- PARTS OF THE EXERCISE:
a. Decide whether each statement below agrees with the biography of Vladimir Lyovkin. Answer yes or no for each, quoting the words of the text that settle it: (i) Lyovkin served in a ship repair battalion near Murmansk; (ii) Lyovkin completed his training at the Moscow Power Engineering Institute; (iii) Lyovkin left Na Na in the summer of 1998, when his contract with the group ended.
b. Pick up the Vladimir Lyovkin biography after its final sentence and carry it forward.

- EXCERPT PROVIDED:
[Start of section]

Vladimir Aleksandrovich Lyovkin (Владимир Александрович Лёвкин; 6 June 1967 – 17 November 2024) was a Russian singer, known for being the lead vocalist of pop group Na Na from the group's formation until leaving in 1998.

==Biography==
Lyovkin spent his early childhood abroad, in Potsdam. After school, he entered the Moscow Power Engineering Institute, but training was interrupted by a summons to the military commissariat. Lyovkin served in the ship repair battalion near Murmansk. In the years of service, he played guitar in an army ensemble.

Returning from the Russian army, Lyovkin entered Gnesinka.

As an experiment, decided to participate in the competition, organized by Bari Alibasov. So began his career in the group Na Na. In 1997 he acted in the music video for "Do Not, Do Not Cry" by Yevgeny Osin. At the same time, he had lymphatic cancer and underwent 10 years of treatment. In the summer of 1998 the contract with Na Na ended, and Lyovkin left the group.

[End of section]

- DATA EXTRACT:
[Start of section]

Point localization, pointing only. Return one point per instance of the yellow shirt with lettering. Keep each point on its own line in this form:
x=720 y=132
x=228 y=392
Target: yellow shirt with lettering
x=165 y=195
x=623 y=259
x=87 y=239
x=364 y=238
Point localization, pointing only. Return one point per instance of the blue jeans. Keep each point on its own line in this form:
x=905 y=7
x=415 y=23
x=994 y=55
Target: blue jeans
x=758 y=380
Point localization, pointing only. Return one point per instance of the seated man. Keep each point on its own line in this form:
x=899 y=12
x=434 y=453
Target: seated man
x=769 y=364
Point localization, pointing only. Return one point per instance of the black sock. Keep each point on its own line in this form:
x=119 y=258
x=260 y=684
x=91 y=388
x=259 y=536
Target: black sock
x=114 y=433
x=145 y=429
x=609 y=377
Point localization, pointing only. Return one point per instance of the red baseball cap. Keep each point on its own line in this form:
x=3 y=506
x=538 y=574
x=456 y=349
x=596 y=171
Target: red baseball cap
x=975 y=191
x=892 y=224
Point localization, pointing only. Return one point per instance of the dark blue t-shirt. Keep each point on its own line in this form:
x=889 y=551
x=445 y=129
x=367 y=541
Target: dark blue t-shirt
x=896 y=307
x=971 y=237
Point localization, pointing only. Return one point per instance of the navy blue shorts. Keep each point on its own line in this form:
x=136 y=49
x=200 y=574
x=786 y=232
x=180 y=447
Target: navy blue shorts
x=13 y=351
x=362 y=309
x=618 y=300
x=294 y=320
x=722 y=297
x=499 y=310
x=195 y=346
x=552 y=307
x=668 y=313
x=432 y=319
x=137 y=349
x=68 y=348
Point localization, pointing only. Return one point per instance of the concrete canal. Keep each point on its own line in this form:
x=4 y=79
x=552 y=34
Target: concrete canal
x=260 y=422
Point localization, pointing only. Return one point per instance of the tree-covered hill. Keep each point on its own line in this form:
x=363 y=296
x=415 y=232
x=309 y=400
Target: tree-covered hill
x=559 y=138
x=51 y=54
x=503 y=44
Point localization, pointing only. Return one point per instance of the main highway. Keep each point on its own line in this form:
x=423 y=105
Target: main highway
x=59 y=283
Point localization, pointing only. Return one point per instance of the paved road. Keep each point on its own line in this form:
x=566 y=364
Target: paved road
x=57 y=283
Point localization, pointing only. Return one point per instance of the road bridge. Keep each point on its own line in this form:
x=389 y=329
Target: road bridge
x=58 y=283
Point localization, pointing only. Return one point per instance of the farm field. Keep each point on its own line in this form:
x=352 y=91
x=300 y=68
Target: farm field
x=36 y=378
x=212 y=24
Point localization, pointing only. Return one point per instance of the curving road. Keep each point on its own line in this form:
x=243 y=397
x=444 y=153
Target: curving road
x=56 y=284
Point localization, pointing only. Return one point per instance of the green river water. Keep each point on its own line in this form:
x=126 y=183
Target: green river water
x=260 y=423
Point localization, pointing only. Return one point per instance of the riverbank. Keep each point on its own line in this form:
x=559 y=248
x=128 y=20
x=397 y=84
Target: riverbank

[End of section]

- ANSWERS TO THE PROBLEMS:
a.
(i) Yes: "Lyovkin served in the ship repair battalion near Murmansk."
(ii) No: "training was interrupted by a summons to the military commissariat."
(iii) Yes: "In the summer of 1998 the contract with Na Na ended, and Lyovkin left the group."

b.
In 2000, Lyovkin received an invitation from Vyacheslav Kachin to the band Kedbl. Lyovkin was the organizer, soloist, producer and manager of the group, but a serious illness forced him to leave the stage and he was hospitalized. Lyovkin underwent a successful operation in December 2003 and returned to active stage and social life.

From June 2006 until his death, Lyovkin engaged in social activities and was the director for culture of the public organization Union of Social Justice of Russia. He visited children's hospitals and medical centers, social shelters and orphanages.

Lyovkin died on 17 November 2024, at the age of 57, from acute leukemia. He is buried at the Troyekurovskoye Cemetery.